▶ DIRECTIONS: Check each line of the material below for "teal" and copy those where it appears.

▶ RECORDS TO USE:
=== Begin Enclosure ===
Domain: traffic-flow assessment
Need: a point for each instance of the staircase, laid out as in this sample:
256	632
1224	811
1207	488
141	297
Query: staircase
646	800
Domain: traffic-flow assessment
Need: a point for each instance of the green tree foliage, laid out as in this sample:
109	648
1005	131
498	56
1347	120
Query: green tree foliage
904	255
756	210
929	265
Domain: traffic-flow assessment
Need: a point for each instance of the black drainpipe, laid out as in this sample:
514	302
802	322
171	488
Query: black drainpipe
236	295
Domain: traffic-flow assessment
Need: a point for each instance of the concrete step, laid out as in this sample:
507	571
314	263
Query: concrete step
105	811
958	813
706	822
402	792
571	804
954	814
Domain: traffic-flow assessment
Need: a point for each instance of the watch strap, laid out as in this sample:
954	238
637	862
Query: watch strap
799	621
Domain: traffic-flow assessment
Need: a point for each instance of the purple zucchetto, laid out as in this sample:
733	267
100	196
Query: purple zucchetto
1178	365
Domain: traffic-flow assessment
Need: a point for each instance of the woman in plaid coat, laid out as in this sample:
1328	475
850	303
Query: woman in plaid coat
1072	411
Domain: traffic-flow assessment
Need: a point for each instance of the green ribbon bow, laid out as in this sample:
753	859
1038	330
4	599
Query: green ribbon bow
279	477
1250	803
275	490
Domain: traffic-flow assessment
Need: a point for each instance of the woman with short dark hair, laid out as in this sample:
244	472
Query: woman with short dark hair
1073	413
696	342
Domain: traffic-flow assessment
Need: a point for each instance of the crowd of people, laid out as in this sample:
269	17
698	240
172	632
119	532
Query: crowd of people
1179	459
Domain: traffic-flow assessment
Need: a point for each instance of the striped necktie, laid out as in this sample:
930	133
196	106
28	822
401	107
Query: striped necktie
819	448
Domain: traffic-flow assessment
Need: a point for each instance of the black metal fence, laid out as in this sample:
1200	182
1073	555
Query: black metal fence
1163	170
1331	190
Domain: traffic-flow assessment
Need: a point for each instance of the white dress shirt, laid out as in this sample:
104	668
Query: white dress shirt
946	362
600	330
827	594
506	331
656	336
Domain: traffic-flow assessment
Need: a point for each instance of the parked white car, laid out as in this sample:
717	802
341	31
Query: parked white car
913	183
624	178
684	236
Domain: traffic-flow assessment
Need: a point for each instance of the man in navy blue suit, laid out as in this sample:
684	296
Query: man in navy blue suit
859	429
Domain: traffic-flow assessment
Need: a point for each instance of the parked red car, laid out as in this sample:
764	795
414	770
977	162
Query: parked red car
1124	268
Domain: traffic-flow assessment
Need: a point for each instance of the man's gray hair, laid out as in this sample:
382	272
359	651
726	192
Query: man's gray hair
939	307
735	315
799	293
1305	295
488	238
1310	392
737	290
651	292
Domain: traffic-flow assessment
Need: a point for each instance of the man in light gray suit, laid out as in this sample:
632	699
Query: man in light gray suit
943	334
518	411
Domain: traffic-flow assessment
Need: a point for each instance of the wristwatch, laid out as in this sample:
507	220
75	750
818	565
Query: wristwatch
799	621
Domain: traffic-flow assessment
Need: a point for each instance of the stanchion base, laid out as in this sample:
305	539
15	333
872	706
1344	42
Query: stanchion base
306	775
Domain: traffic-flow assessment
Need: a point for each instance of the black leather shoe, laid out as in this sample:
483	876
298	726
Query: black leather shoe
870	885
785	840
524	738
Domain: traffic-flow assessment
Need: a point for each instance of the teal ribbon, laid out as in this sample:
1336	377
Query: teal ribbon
=== End Enclosure ===
▶ RESPONSE AREA:
Need: a point for each instance of the teal ribbon, laid out as in this sample:
Query: teal ribbon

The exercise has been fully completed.